Document segment:
/---

The Jets’ one shining moment, 54 years later
Fifty-four years ago tonight, Joe Namath became a sports legend, if he already wasn’t one.
Three days before Namath’s New York Jets were to play the mighty Baltimore Colts in third AFL-NFL World Championship Game–more commonly known as Super Bowl III–the Jets quarterback predicted his American Football League champions would knock off the mighty National Football League champion Colts.
The bold prediction drew scorn from media outlets from coast-to-coast. Since the Internet nor cable television existed in 1969 (okay, cable did exist, but only in about .00001% of the United States, all in rural areas where an antenna could not pull in a signal), unless you were in the room when Namath made his prediction, you would have to wait until the next morning to read about it in your local newspaper.
Namath’s Jets won the AFL’s Eastern Conference, by far the weaker of the two conferences, by a large margin in 1968. Meanwhile, the league’s two best teams, the Raiders and Chiefs, were locked in a battle to the death in the West.
Kansas City defeated Oakland 24-10 in October, as Hank Stram compensated for injuries to his top three wide receivers by running the Straight-T formation. Len Dawson threw just three passes, while Kansas City ran it 60 times and piled up almost 300 yards rushing.
(My father and a friend drove 15 hours from New Orleans to Kansas City to watch the game at the old Municipal Stadium., nearly all of it on the two-lane US 71.)
Later in the season, the Raiders defeated the Chiefs 38-21 at Oakland. When the teams completed their respective regular seasons 12-2, a one-game playoff was mandated to determine who would face the Jets in New York on the last Sunday of 1968.
Oakland won the coin toss to hold home field advantage, and for Kansas City fans, it was best they didn’t have to witness this up close.
The Raiders, seek a return to the Super Bowl after losing to Vince Lombardi’s Packers a year earlier, routed the Chiefs, the AFL’s first Super Bowl participant, 41-6.
Hype for the AFL championship was through the roof, thanks to the game the Jets and the Raiders played on 17 November.

\---

Provided data:

/---

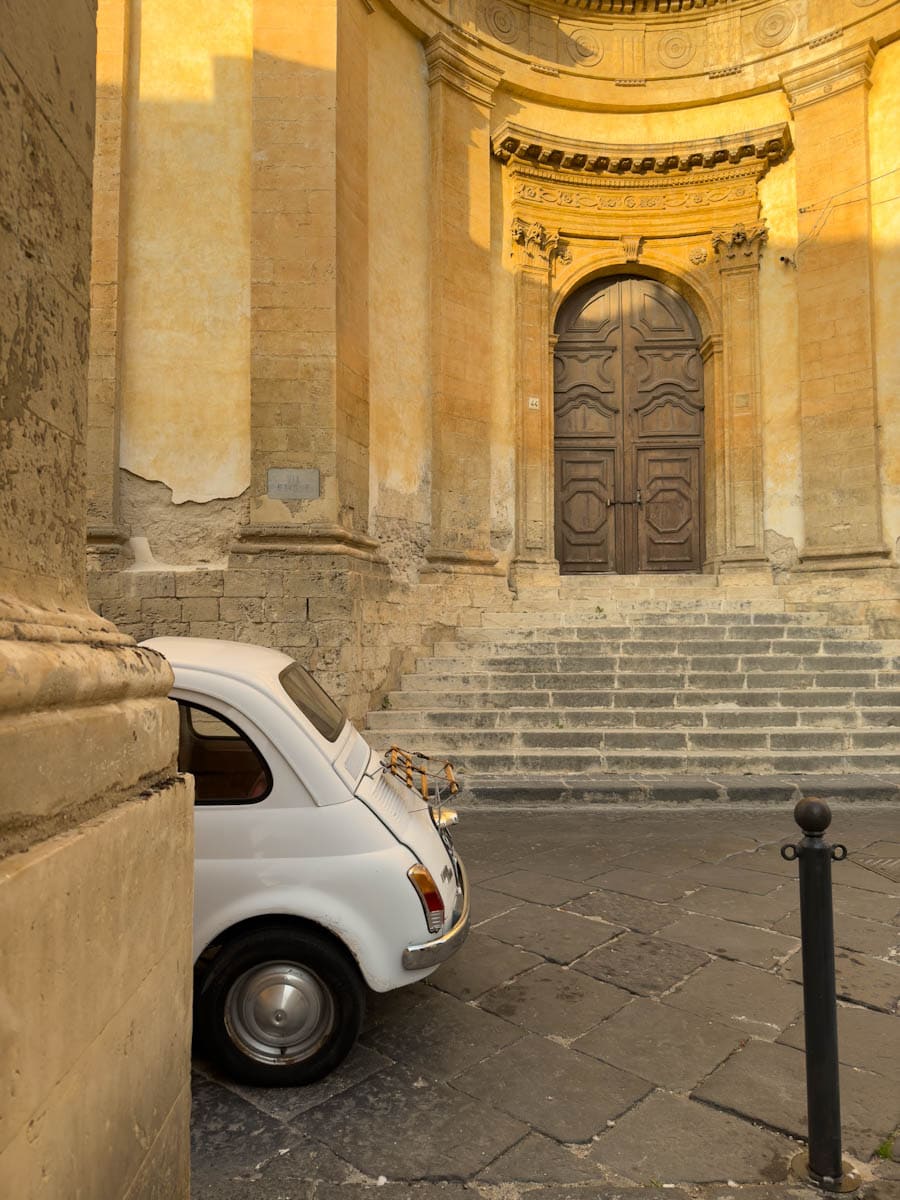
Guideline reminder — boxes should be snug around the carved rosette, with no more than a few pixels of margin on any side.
[713,224,768,271]
[511,217,571,268]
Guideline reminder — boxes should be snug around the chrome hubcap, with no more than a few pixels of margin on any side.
[224,962,335,1066]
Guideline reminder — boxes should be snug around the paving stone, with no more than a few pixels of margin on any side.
[469,884,522,929]
[592,1092,797,1194]
[665,959,803,1039]
[453,1037,648,1141]
[191,1076,348,1186]
[781,949,900,1013]
[775,1004,900,1080]
[316,1180,476,1200]
[676,887,799,932]
[565,892,672,934]
[694,1040,900,1159]
[829,859,900,904]
[484,871,593,907]
[574,1000,742,1091]
[479,964,631,1039]
[302,1067,528,1180]
[521,1183,690,1200]
[364,989,522,1079]
[575,934,709,996]
[659,914,800,967]
[480,1133,607,1185]
[685,832,756,863]
[428,932,541,1000]
[362,983,428,1032]
[832,876,900,922]
[671,862,784,900]
[727,849,799,880]
[482,904,622,962]
[516,844,629,883]
[703,1183,816,1200]
[616,847,703,878]
[588,868,703,901]
[774,912,900,958]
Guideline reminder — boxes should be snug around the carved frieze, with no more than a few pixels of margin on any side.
[713,224,768,271]
[492,122,791,175]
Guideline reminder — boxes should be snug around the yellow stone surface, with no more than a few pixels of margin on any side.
[0,781,193,1200]
[869,43,900,546]
[120,0,253,504]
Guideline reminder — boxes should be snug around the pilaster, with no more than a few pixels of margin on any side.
[510,217,571,584]
[782,42,887,569]
[425,34,500,572]
[86,0,131,559]
[235,0,377,558]
[713,224,767,570]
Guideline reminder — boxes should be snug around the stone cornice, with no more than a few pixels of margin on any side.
[491,121,792,176]
[425,34,503,106]
[781,41,878,113]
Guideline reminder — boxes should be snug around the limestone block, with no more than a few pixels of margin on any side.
[0,697,178,828]
[0,780,193,1200]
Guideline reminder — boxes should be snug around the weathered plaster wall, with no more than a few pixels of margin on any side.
[0,0,193,1200]
[120,0,253,504]
[366,8,431,574]
[760,157,803,566]
[869,42,900,559]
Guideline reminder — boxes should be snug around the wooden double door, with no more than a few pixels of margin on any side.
[553,277,703,575]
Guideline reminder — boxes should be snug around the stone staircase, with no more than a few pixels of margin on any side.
[366,576,900,804]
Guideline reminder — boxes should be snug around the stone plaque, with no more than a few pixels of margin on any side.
[266,467,319,500]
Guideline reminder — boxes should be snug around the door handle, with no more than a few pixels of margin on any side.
[606,487,643,509]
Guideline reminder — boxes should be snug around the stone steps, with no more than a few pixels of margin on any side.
[366,595,900,799]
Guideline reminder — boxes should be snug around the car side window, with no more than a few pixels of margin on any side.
[178,700,272,804]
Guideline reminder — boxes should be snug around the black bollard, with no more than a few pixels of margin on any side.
[781,799,860,1192]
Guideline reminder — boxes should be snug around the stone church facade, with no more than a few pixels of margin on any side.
[89,0,900,716]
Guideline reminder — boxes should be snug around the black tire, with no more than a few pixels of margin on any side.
[194,925,366,1087]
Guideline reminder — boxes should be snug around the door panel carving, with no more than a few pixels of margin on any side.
[554,277,703,574]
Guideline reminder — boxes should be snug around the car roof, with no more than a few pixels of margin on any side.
[140,637,294,679]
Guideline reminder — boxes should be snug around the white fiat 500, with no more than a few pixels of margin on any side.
[144,637,469,1085]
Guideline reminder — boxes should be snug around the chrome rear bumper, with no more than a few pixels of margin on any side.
[403,859,470,971]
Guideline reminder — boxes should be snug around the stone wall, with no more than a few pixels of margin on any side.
[91,0,900,715]
[0,0,193,1200]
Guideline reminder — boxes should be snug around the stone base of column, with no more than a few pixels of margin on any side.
[510,558,559,600]
[794,546,894,571]
[420,547,505,576]
[232,523,385,563]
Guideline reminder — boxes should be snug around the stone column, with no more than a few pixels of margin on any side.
[0,0,193,1200]
[425,34,500,572]
[511,217,570,588]
[782,43,888,569]
[88,0,131,552]
[238,0,376,557]
[713,224,768,570]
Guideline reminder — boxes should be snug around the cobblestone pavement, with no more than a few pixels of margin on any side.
[192,805,900,1200]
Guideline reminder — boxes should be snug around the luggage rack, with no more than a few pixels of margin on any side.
[382,746,461,809]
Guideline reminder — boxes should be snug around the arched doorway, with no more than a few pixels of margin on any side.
[553,276,703,575]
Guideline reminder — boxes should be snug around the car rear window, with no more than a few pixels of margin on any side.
[278,662,347,742]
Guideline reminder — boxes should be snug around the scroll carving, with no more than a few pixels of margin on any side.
[713,224,768,270]
[512,217,571,266]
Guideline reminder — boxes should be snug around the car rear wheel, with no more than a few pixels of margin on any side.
[196,926,365,1087]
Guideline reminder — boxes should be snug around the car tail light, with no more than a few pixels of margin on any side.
[407,863,444,934]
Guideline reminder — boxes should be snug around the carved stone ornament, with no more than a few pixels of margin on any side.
[713,224,768,270]
[619,233,643,263]
[512,217,571,266]
[492,121,792,175]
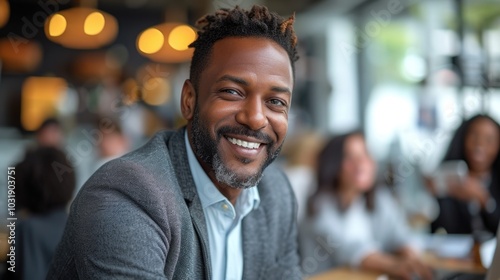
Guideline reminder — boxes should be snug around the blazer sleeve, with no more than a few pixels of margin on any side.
[58,162,170,279]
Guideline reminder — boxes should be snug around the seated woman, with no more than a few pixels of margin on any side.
[303,132,432,279]
[428,115,500,235]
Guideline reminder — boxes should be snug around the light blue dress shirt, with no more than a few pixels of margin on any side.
[184,131,260,280]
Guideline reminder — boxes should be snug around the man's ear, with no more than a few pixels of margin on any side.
[181,79,196,121]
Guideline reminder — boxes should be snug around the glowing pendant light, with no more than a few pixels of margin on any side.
[45,7,118,49]
[137,22,196,63]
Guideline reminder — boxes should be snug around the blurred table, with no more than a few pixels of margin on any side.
[308,252,486,280]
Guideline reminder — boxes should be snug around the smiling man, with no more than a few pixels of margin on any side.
[48,6,301,280]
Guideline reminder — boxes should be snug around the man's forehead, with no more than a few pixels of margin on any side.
[206,37,293,82]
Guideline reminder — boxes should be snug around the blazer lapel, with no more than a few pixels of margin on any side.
[242,207,267,279]
[168,128,212,279]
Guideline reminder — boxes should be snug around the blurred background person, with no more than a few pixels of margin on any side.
[75,118,131,195]
[429,115,500,235]
[283,131,324,223]
[35,118,64,148]
[5,147,75,280]
[303,132,431,279]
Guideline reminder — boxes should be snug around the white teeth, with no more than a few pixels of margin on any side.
[227,137,260,149]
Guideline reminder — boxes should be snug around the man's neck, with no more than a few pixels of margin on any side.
[197,157,243,205]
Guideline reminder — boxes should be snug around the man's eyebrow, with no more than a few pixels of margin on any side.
[215,75,248,86]
[271,87,292,95]
[216,75,292,94]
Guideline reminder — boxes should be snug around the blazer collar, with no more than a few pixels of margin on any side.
[168,127,212,279]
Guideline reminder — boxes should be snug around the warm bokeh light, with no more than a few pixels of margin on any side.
[137,22,196,63]
[0,0,10,27]
[49,14,67,37]
[21,77,68,131]
[168,25,196,51]
[44,7,118,49]
[137,28,165,54]
[142,77,170,106]
[83,12,106,35]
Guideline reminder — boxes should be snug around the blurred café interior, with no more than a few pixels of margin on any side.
[0,0,500,279]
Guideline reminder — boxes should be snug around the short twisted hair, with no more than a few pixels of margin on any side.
[189,5,298,90]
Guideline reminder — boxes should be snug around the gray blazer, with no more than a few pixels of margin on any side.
[47,129,302,279]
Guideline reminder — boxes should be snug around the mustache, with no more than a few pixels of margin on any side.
[217,126,274,144]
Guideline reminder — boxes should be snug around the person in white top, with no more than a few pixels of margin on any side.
[302,132,432,279]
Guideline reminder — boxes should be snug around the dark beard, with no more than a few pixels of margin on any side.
[191,104,282,189]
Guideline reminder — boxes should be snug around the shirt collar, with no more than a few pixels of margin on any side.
[184,129,260,209]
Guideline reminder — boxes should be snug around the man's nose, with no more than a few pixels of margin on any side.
[236,97,269,130]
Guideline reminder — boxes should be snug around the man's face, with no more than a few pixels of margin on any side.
[183,38,293,188]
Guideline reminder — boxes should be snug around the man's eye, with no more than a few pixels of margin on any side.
[221,88,240,95]
[269,99,286,106]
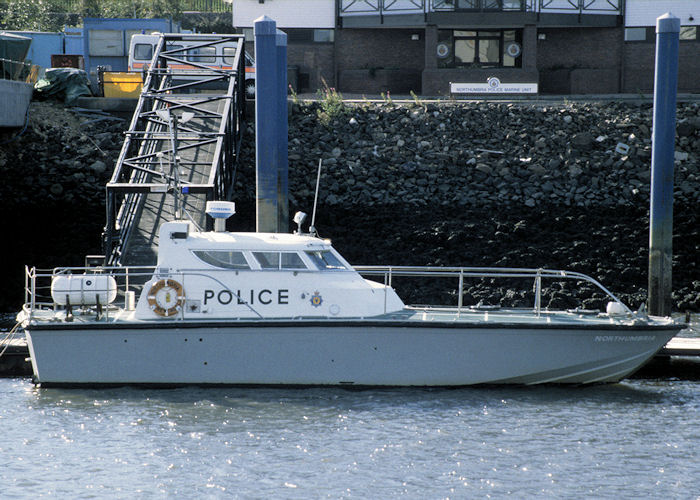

\---

Request:
In the article about the Jets and Super Bowl III, by what score did the Raiders beat the Chiefs in the one-game playoff?

Task result:
41-6